Svolgi quanto segue |
a - Riproduci fedelmente la parte del brano su Bocca di rosa compresa tra "Alla forzata partenza" e "dirompente della sensualità.", estremi inclusi.
b - Riassumi in due frasi il brano su Bocca di rosa.

Brano da leggere |
---+---

Danilo Sidari - 2011

ETERNA LUNA

Seconda puntata

Oggi vi propongo una delle canzoni più famose del cantautore genovese Fabrizio De Andrè, cioè Bocca di rosa.
In un intervista che De Andrè rilasciò a Vincenzo Mollica, egli dichiarò che Bocca di rosa era la canzone che gli era più cara ed era più vicina al suo modo di essere.
Il brano, uscito in 45 giri all’inizio degli anni ’60, racconta la vicenda di una donna forestiera che con il suo atteggiamento passionale e libertino sconvolge la quiete di un paesino di provincia. L’autore prende di mira la mentalità perbenista e bigotta della popolazione che non tollera la condotta di Bocca di rosa e che infine la fa espellere dal paese dalle forze dell’ordine. Il testo è sprezzante con le donne cornificate, “le cagnette a cui aveva sottratto l’osso”,  in contrapposizione negativa alla figura di Bocca di rosa che invece “metteva l’amore sopra ogni cosa”.
A testimoniare quanto questa canzone sia entrata nell’immaginario collettivo va detto che l’espressione “bocca di rosa” è entrata nel linguaggio comune come eufemismo di prostituta. Ma l’accezione è erronea in quanto la donna non faceva l’amore “per professione” ma “lo faceva per passione”.
Alla forzata partenza di Bocca di rosa assistono tutti gli uomini del paesello che vogliono salutare “chi per un poco portò l’amore nel paese”. Ma alla tristezza di quell’addio si contrappone la festa dell’arrivo alla stazione successiva, dove la donna viene accolta trionfalmente e addirittura voluta dal parroco in processione.

 


Da un punto di vista simbolico, Bocca di rosa fa una sua rivoluzione privata disobbedendo alle leggi del branco e attuando questa rivoluzione di costumi attraverso il mezzo della forza dirompente della sensualità.
La corporalità e la sessualità sono viste come portatrici di impulsi irrazionali e per questo difficilmente controllabili dal potere. Ed è per questo motivo che il potere stesso provvede a far togliere il disturbo a Bocca di rosa. Questo non basta però a sconfiggere l’amore di quella donna che, come abbiamo visto, viene accolta festosamente nel paesino successivo e addirittura, con un parallelo tra “amore sacro e amor profano” portata in processione a fianco del parroco.
Per una comprensione esaustiva della canzone bisogna inoltre inserirla nel contesto storico in cui fu scritta cioè all’inizio degli anni ’60, l’Italia in pieno boom economico, gli uomini visti come potenziali “clienti”, i flussi migratori, i blue-jeans, le minigonne in contrapposizione al cambiamento del costume popolare pressoché inesistente o lentissimo. Basti pensare al fatto che fino alla fine degli anni ’60 l’adulterio commesso dalla moglie era punito meno gravemente di quello commesso dal marito, ergo giuridicamente la donna godeva di minor considerazione. Basti pensare che solo all’inizio degli anni ’80 è  sparito dal codice penale il cosiddetto “delitto d’onore”. Basti pensare, infine, al significato che veniva dato al “comune senso del pudore” in quegli anni, al rapporto tra il sesso e la procreazione, alle polemiche suscitate dall’introduzione dell’uso degli anticoncezionali. Sembra, a sentire certe voci di oggi, che le cose non siano cambiate poi molto.

---+---

Dati forniti |
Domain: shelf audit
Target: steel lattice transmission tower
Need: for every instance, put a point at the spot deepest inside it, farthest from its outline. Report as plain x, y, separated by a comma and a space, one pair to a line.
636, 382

---+---

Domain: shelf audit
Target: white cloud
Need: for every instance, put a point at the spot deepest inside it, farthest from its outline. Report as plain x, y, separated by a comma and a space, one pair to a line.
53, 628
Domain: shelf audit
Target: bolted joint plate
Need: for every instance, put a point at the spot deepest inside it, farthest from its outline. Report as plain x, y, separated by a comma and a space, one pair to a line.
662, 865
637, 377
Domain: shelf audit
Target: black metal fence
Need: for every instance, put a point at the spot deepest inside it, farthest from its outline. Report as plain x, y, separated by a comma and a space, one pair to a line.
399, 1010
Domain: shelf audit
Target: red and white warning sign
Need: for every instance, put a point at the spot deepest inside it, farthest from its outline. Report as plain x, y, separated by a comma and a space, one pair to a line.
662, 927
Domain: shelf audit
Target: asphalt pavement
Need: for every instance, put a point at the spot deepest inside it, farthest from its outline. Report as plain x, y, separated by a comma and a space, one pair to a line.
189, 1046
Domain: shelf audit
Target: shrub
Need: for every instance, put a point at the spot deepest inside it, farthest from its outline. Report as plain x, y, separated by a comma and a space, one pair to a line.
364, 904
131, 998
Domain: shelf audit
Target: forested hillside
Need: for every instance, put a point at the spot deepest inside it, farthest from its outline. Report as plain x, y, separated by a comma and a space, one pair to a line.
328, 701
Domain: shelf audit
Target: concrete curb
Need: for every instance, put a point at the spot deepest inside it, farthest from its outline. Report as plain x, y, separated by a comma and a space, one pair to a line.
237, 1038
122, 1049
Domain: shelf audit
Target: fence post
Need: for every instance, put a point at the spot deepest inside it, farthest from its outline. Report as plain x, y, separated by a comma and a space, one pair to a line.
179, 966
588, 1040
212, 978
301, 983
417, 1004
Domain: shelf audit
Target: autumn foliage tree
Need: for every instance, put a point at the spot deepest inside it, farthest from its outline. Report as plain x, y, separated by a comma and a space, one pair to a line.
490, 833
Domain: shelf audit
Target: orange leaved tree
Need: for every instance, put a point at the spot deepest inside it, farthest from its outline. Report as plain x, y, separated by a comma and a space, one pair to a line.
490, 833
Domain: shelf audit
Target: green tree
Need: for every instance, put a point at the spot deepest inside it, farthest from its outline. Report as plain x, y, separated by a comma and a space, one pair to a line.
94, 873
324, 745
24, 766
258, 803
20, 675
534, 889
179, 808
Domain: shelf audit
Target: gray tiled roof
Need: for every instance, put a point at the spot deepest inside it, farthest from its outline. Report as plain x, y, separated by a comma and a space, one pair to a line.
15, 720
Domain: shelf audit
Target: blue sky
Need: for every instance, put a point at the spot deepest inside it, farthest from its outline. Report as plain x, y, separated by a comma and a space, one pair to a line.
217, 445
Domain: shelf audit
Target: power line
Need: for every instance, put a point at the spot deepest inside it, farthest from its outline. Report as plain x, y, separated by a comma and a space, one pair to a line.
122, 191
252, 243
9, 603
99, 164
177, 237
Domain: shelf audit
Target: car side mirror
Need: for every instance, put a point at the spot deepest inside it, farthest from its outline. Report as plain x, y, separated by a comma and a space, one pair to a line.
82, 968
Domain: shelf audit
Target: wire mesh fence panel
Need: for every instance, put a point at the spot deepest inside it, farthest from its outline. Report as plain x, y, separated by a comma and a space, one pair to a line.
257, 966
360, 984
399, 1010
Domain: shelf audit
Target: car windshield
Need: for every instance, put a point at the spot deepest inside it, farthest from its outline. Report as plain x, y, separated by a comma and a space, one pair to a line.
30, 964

---+---

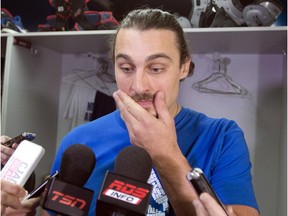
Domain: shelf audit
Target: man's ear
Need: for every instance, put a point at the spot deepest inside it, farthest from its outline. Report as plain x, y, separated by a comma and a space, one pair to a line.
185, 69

---+---

Risposte per compito |
a -
Alla forzata partenza di Bocca di rosa assistono tutti gli uomini del paesello che vogliono salutare “chi per un poco portò l’amore nel paese”. Ma alla tristezza di quell’addio si contrappone la festa dell’arrivo alla stazione successiva, dove la donna viene accolta trionfalmente e addirittura voluta dal parroco in processione.

 


Da un punto di vista simbolico, Bocca di rosa fa una sua rivoluzione privata disobbedendo alle leggi del branco e attuando questa rivoluzione di costumi attraverso il mezzo della forza dirompente della sensualità.

b - Bocca di rosa, canzone di Fabrizio De Andrè uscita all'inizio degli anni '60 e da lui indicata come la più cara, racconta di una donna forestiera che con il suo atteggiamento passionale e libertino sconvolge un paesino di provincia e viene fatta espellere dalla popolazione perbenista e bigotta. Accolta poi in festa nel paese successivo, la donna compie una rivoluzione privata dei costumi attraverso la sensualità, e la canzone va letta nel contesto dell'Italia del boom economico, dove il costume popolare cambiava in modo lentissimo.